(Çalışma Konuları):
a: Kavaidü’l-Mecalis ve Nushatü's-Selâtin üzerine olan metin şu ifadeleri doğruluyor mu: (i) Kavaidü’l-Mecalis, Sultan Üçüncü Murad Hanın isteği üzerine yazılmıştır; (ii) Nushatü's-Selâtin, Batı dünyasındaki bir geleneğin örneğidir; (iii) Nushatü's-Selâtin, padişahlara yol göstermek amacıyla yazılmıştır? Her birine evet ya da hayır deyip metinden belirleyici sözleri aynen alıntılayın.
b: Kavaidü’l-Mecalis ve Nushatü's-Selâtin üzerine olan metni, son cümlesinin ardından devam ettirerek genişletin.

(Belge Bölümü):
****

Sultan Üçüncü Murad Hanın isteği üzerine yazdığı Kavaidü’l-Mecalis adlı eserde çeşitli sınıf, sanat ve mesleklere mensup insanların nasıl hareket edeceklerini, nasıl giyineceklerini, kısacası topluluk içinde adaba uygun yaşamak için neler yapmak ve neleri bilmek gerektiğini anlatmıştır.
"Nushatü's-Selâtin" adlı eseri sosyal hayatla ilgilidir. Doğu dünyasındaki siyasetname geleneğinin bir örneği olan bu eser, padişahlara yol göstermek üzere yazılmıştır. Bu eser o devrin siyasi ve sosyal durumunu göstermesi bakımından önemlidir... Padişahın devlet idaresi sırasında yapması gereken işleri anlatır.

****

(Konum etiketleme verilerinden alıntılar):
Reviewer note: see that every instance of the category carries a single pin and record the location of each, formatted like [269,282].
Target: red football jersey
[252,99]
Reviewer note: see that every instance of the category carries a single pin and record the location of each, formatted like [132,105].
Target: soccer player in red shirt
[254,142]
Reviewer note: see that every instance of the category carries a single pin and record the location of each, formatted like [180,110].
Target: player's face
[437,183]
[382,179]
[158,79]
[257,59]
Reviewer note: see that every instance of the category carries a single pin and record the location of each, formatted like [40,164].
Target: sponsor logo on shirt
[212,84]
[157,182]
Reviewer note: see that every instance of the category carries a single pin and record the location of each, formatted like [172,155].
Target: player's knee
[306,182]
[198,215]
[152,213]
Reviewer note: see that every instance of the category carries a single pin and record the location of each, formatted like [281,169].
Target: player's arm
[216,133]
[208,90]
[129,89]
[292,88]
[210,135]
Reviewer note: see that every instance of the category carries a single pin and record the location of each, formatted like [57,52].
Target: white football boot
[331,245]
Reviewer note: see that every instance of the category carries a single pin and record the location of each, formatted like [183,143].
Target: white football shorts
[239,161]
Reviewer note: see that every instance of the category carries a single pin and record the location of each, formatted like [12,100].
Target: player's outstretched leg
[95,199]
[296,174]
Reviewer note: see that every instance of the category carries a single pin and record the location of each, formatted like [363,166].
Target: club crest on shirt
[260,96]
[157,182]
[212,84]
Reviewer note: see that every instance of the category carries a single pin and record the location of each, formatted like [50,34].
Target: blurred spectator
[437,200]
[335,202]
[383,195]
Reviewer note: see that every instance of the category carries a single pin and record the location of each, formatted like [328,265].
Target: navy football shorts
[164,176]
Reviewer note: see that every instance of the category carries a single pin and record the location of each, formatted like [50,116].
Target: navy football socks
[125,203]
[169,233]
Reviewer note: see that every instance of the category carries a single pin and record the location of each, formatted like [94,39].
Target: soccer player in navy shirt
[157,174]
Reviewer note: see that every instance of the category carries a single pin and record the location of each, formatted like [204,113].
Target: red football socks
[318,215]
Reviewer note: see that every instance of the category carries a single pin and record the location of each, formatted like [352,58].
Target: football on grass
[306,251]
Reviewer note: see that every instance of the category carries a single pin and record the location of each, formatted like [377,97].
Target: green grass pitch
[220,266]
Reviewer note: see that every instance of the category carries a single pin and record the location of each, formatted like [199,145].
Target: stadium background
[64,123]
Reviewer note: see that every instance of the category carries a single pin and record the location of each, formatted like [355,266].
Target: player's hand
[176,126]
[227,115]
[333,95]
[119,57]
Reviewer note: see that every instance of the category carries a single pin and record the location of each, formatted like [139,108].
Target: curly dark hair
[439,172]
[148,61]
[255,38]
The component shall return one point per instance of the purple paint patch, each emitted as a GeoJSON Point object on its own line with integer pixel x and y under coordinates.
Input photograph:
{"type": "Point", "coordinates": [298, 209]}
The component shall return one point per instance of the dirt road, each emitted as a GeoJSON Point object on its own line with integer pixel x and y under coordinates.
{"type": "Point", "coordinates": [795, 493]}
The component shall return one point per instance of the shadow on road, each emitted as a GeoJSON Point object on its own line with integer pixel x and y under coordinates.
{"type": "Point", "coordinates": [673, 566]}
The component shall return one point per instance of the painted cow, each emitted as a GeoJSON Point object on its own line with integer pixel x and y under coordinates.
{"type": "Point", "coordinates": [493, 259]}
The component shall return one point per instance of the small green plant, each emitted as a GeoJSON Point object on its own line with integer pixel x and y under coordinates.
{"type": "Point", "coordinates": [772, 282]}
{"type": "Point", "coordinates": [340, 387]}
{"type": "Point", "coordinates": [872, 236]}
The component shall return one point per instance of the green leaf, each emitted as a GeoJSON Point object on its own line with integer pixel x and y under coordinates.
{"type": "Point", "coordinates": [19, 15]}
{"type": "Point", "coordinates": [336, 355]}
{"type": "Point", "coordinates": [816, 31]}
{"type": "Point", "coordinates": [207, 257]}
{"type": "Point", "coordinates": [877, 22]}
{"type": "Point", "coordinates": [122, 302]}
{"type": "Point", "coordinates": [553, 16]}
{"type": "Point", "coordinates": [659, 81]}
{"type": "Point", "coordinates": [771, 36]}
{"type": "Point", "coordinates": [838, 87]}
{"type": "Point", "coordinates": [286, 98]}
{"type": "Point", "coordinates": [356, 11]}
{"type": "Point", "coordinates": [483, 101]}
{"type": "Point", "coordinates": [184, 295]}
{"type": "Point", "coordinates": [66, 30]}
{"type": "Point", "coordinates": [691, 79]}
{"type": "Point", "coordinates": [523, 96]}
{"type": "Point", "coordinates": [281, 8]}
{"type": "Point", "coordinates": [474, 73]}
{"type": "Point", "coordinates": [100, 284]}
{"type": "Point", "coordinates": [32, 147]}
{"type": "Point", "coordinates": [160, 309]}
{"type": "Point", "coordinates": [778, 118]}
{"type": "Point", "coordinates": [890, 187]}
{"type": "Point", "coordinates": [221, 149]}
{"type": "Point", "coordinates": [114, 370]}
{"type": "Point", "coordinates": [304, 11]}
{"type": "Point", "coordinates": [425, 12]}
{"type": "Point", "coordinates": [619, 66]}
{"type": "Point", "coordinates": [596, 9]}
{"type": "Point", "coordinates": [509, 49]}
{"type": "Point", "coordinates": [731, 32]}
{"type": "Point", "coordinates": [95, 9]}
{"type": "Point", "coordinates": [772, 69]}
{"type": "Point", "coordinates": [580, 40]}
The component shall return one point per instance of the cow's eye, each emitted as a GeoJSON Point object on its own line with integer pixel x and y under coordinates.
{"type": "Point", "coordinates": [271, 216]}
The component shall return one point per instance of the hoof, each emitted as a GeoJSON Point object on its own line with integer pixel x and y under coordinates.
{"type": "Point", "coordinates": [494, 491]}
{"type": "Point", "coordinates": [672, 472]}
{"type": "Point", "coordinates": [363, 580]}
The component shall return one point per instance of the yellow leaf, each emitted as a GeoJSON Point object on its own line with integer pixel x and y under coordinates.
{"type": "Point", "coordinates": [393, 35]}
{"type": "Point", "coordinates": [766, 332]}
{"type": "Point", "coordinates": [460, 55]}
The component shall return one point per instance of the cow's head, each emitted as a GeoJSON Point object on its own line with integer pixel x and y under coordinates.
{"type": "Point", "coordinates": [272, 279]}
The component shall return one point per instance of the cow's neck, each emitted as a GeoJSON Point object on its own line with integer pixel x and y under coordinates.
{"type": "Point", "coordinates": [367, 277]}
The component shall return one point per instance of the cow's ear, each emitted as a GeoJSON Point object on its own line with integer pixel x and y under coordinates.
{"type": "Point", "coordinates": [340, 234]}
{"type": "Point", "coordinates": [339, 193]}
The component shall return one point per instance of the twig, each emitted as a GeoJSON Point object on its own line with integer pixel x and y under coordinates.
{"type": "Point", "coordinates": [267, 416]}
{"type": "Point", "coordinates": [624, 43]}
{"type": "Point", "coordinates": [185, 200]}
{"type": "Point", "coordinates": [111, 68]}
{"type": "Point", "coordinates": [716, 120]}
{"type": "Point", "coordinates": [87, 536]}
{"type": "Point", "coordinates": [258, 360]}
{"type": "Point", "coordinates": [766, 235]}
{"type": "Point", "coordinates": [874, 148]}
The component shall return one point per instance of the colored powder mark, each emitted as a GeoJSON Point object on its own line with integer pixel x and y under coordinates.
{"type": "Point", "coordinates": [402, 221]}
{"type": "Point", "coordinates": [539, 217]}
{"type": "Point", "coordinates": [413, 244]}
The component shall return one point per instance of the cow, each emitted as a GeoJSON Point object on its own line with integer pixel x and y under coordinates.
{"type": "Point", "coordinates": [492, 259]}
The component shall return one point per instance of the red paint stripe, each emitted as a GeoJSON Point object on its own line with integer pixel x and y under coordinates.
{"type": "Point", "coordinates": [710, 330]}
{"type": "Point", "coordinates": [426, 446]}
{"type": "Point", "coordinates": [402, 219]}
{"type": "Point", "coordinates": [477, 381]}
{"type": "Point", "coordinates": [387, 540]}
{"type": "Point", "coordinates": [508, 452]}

****

(Yanıtlar):
a:
(i) Evet: "Sultan Üçüncü Murad Hanın isteği üzerine yazdığı Kavaidü’l-Mecalis adlı eserde"
(ii) Hayır: "Doğu dünyasındaki siyasetname geleneğinin bir örneği olan bu eser"
(iii) Evet: "padişahlara yol göstermek üzere yazılmıştır"

b:
OĞLANCILIĞI ANLATTI
Osmanlı ve Padişahlar ile ilgili derin tecrübe ve bilgi sahibi olan Mustafa Ali’nin ‘’Görgü ve Toplum Kuralları Üzerinde Ziyafet Sofraları’’ adında 2 cilt, muhafazakâr Tercüman yayınlarından çıkmış olan kitabının sekizinci bölüm başlığı ‘’Bıyığı terlememiş ve sakalı çıkmamış olanlar takımını anlatır’’ tanımı ile büyük harflerle yazılmıştır.
Son günlerde tartışılmakta olan gündemdeki yerini sabitlemiş ‘’Muhteşem Yüzyıl’’ dizisinin kıyamet koparan harem sahneleri bir kenara, kitapta anlatılan o dönemin oğlancılık kavramını tüm çıplaklığı ile anlatmaktadır.
Bölümde o dönemde tüyü çıkmamış sakalı bıyığı çıkmamış oğlanların, cazibeli kadınlardan da çok ilgi gördüğü tercih edildiği anlatılıyor. Civanlarla arkadaşlık etmek aşikâr olmuş, çekinmeden oturak âlemlerinde yolculukta her yerde yanlarında dolaştırmaya başlamışlar, aynı dönemde ay yüzlü kadınları asla yanlarında taşımaz birlikte bulunmazlarmış.
Kitabın 59 ve 60. Sayfalarında bakın nasıl anlatılmış yaşananlar:
“Çünkü sevilen kadın bölüğünün namahremleri avan korkusundan gizli tutulur. Şimdi ise civanlarla arkadaşlık onlarla düşüp kalkma yolunda bir kapıdır ki bu kapı gizli, aşikâr hep açıktır.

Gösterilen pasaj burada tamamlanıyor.